Dataset records:
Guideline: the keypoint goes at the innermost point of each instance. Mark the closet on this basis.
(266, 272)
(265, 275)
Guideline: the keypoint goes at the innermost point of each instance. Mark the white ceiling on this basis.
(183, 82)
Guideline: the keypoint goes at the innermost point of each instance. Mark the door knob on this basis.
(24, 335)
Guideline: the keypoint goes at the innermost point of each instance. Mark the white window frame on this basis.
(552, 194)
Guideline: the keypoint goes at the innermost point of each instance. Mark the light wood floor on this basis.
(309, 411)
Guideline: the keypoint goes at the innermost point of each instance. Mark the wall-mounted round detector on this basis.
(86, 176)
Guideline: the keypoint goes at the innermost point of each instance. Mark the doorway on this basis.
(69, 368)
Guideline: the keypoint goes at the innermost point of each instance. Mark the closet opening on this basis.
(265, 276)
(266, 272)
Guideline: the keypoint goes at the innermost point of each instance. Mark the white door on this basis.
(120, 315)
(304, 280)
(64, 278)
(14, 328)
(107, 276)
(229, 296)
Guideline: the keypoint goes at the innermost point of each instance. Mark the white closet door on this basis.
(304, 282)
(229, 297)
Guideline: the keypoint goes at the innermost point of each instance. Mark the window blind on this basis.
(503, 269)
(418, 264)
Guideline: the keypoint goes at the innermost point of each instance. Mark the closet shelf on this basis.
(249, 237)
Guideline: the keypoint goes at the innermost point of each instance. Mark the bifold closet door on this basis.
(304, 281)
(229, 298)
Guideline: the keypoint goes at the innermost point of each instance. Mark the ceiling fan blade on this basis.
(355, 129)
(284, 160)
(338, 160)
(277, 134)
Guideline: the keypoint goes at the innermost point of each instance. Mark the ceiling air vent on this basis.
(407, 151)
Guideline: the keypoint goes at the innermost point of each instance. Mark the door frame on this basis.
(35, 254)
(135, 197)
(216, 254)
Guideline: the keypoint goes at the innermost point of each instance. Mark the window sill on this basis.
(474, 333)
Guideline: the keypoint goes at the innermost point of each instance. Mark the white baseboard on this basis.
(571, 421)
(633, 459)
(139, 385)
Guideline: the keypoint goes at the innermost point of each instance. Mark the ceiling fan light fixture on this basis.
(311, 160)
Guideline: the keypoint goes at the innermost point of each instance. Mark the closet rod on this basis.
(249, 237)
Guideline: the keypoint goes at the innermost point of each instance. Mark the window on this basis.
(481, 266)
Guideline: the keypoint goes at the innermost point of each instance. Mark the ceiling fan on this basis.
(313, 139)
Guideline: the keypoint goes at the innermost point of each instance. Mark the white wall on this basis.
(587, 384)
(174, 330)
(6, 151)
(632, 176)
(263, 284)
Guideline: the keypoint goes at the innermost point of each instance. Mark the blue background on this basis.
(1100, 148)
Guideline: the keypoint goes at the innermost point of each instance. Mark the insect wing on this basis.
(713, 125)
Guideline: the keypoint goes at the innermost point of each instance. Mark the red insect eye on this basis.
* * *
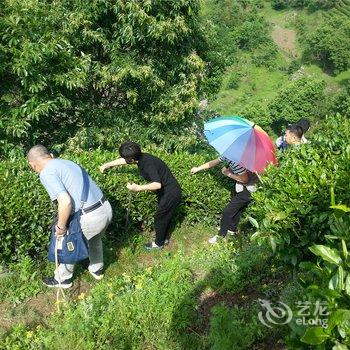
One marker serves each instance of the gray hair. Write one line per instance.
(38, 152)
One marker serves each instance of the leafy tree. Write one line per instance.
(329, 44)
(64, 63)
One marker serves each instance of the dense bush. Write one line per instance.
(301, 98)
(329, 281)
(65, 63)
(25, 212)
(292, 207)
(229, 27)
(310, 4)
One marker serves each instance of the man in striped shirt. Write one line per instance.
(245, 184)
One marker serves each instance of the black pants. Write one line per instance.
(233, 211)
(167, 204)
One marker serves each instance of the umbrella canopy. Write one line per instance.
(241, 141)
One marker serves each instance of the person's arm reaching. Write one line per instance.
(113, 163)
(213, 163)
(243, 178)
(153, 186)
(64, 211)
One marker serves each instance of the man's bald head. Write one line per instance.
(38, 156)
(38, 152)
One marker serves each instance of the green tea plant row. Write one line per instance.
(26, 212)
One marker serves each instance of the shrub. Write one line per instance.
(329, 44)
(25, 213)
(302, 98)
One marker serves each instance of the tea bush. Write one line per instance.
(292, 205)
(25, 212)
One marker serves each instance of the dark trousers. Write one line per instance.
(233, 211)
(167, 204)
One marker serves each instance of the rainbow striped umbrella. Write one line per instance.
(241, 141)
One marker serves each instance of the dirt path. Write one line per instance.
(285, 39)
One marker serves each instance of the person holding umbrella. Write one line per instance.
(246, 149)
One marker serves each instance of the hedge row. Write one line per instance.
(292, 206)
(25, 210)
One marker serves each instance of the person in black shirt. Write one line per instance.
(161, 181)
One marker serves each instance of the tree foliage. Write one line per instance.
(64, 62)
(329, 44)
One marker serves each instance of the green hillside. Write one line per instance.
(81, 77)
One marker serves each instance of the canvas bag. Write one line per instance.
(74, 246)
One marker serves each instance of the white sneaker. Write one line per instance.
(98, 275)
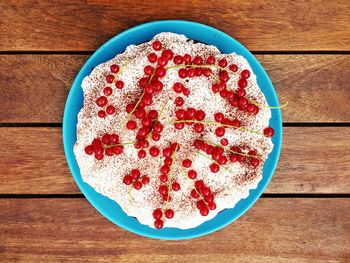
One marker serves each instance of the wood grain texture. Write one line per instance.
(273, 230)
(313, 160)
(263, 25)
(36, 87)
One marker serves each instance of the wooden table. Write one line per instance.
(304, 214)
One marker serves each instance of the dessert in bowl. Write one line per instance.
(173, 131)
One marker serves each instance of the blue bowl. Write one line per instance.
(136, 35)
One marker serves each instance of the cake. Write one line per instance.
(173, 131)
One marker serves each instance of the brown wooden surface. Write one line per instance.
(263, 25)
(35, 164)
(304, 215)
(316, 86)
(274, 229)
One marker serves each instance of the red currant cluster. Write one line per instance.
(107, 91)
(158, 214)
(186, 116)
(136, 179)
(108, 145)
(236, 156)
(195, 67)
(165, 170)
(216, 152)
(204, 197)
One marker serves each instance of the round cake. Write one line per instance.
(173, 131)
==
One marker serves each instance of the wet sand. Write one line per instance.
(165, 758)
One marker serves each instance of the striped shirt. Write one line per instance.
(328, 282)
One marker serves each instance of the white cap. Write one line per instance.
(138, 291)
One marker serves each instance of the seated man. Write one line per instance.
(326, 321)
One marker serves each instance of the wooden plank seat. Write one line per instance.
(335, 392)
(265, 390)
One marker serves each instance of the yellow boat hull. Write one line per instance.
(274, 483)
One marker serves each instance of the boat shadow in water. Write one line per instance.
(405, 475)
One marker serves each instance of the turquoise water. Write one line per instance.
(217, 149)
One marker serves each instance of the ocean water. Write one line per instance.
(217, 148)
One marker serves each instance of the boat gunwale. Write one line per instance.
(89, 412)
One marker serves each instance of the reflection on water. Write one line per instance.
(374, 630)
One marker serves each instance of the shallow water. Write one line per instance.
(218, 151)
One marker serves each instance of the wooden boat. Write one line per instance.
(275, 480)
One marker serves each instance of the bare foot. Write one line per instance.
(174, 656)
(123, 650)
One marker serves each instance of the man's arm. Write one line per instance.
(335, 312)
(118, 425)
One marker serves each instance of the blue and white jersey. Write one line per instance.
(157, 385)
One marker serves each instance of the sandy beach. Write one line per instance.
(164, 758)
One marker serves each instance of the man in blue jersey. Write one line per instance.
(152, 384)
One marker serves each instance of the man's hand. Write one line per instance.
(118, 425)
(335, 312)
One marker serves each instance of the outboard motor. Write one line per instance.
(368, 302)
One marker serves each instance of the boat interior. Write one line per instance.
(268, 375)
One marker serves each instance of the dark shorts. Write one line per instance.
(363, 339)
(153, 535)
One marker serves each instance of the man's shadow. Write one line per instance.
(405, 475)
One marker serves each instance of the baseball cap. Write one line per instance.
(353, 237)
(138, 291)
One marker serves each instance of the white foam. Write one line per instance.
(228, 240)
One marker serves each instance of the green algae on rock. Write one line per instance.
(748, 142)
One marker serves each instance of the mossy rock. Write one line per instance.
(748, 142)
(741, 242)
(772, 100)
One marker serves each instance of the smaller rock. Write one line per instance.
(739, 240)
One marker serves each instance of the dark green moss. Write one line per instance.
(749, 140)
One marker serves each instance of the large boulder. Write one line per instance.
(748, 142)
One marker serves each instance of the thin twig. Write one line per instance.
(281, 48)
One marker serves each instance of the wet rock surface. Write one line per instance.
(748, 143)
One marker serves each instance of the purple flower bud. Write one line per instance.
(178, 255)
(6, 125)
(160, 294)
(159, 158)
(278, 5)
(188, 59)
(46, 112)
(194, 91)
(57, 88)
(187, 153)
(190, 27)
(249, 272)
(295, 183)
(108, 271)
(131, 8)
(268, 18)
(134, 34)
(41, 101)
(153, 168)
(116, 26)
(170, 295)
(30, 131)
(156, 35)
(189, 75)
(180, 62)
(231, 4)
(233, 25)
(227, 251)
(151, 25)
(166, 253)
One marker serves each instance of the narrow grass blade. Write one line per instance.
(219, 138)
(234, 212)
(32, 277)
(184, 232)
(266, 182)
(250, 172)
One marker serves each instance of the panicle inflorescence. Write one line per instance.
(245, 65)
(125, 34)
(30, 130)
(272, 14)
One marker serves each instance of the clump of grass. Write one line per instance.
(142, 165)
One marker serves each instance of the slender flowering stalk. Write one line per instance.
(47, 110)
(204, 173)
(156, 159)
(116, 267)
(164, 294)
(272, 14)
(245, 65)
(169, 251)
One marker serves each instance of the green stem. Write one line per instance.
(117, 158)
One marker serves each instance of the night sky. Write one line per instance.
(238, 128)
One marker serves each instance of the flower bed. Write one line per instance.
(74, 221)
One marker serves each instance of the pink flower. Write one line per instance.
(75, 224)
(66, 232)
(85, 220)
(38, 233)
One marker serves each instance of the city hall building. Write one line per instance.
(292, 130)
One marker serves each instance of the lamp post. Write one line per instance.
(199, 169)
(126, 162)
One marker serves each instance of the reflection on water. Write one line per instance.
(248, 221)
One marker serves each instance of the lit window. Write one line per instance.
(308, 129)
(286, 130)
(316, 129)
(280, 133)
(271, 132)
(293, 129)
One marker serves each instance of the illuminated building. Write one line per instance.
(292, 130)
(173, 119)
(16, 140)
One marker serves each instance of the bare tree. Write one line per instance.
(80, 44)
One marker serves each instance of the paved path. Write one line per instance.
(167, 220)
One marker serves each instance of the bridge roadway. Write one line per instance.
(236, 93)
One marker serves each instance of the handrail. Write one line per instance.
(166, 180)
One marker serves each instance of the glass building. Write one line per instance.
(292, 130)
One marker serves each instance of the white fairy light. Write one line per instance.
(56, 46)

Your instructions: Word for word, restate the lines above from the line containing "blade on this basis." through the line containing "eye on this basis.", with both included and nothing else.

Task output:
Guideline: the keypoint goes at the innermost point of each instance. Mark the ceiling fan blade on this basis.
(355, 129)
(284, 160)
(338, 160)
(277, 134)
Guideline: the keypoint goes at the innermost point of each instance. Mark the ceiling air vent on this basis.
(407, 151)
Guideline: the keypoint goes at the innermost point of each instance. Mark the door frame on this basis.
(35, 254)
(135, 197)
(216, 254)
Guideline: the keypoint goes at the innermost point of each instance. Mark the window sill on this basis.
(474, 333)
Guideline: the keypoint goes at the innermost point of each instance. Mark the white baseboard on this basis.
(571, 421)
(633, 459)
(139, 385)
Guideline: the keypoint goes at the innermost point of each instance. Mark the ceiling fan light fixture on this basis.
(311, 160)
Guideline: the keypoint goes at the innermost point of each instance. Mark the closet rod on this basis.
(249, 237)
Guideline: the keypoint goes at the innermost point of each instance. Mark the window on this basis.
(481, 266)
Guideline: the keypoint goes at the innermost point of each instance. Mark the ceiling fan on this basis.
(313, 139)
Guideline: the keypoint goes at the innermost point of each instance. Mark the white wall on this basis.
(587, 384)
(174, 330)
(6, 151)
(632, 176)
(263, 284)
Guideline: the keypoint goes at the innermost point of each instance. Mark the blue background on this basis.
(1100, 148)
Guideline: the keypoint goes at the innermost point of each instance. Mark the insect wing on this basis.
(713, 125)
Guideline: the keypoint goes at the innermost point of each instance. Mark the red insect eye on this basis.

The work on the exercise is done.